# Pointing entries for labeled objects
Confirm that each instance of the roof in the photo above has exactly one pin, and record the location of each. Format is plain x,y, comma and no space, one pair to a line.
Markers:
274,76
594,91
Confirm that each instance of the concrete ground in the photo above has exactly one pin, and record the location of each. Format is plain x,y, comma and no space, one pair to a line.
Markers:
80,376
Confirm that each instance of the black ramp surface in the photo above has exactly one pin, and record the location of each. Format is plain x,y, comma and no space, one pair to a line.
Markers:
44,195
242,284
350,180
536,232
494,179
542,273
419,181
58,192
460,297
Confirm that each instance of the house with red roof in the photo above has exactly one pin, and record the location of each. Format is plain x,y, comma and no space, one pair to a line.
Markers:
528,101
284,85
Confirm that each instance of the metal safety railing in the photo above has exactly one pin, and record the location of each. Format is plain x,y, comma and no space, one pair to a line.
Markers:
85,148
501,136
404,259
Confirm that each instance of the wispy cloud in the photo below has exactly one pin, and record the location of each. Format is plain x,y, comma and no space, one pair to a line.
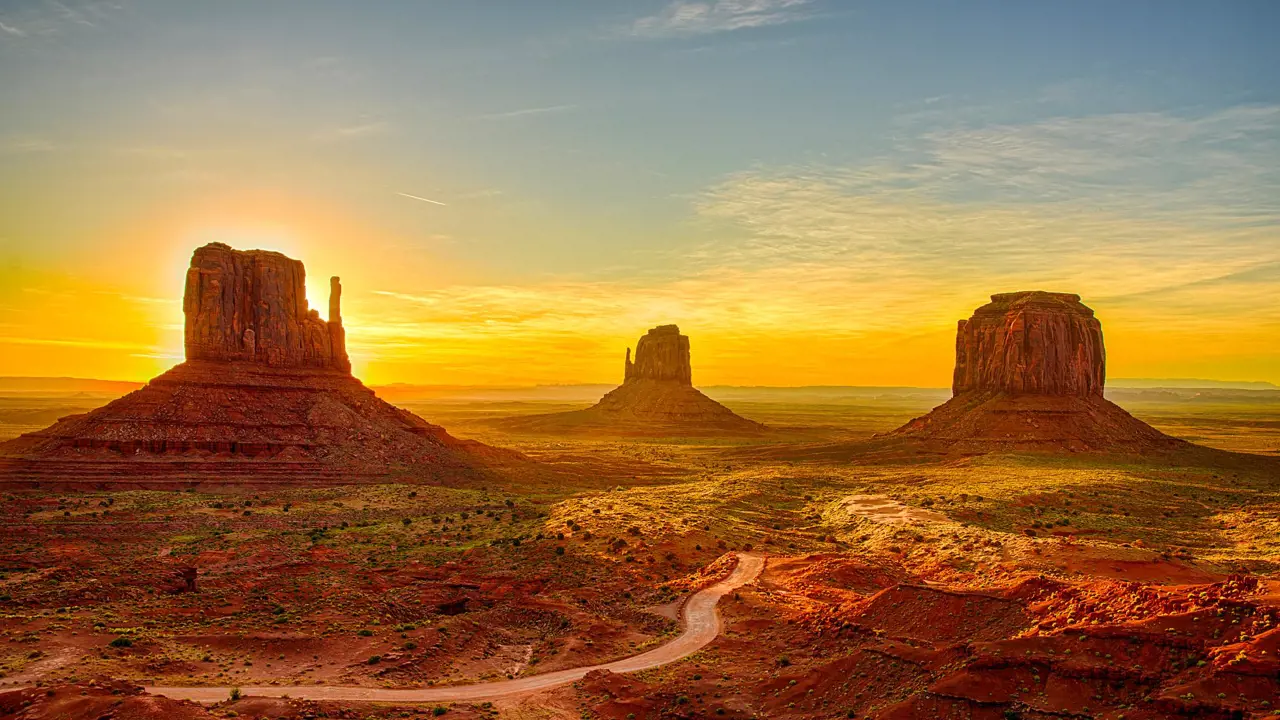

# Directions
Please reproduce the listing above word for word, from its first line to its last, leaving out the pictures.

# Written reply
Confirm that each instance of the roof in the photo above has exactly one pin, and record the location of each. Format is plain x,y, comma and no space, one pair to a line.
Markers:
274,76
594,91
Confirm that each instance of the concrete ground in the photo above has exactly one pin, and record the location of each. Format is plain x,y, comma and no space, one pair to a line.
Markers:
80,376
Confirm that each instance of the black ramp surface in the photo above has exactly one pin, and record the location of each. Format is plain x,y, comma and no space, one pair to a line.
Markers:
44,195
242,284
350,180
536,232
494,179
542,273
419,181
58,192
460,297
Confirm that each instance of the house with red roof in the photo above has exactly one pin, and record the location of each. Format is plain x,y, comma and no space, one pair to a line.
Markers:
528,101
284,85
Confirm that each instance of the metal safety railing in the photo above has exactly one pin, and record the location of each. Format is plain x,y, comma and no space, one pair to a line.
Markers:
85,148
501,136
404,259
Confirm that each instance of the wispy cloud in the photo below has exactly one pin, and record the location of each. Format is plain x,y, comma and no space, one pair to a line.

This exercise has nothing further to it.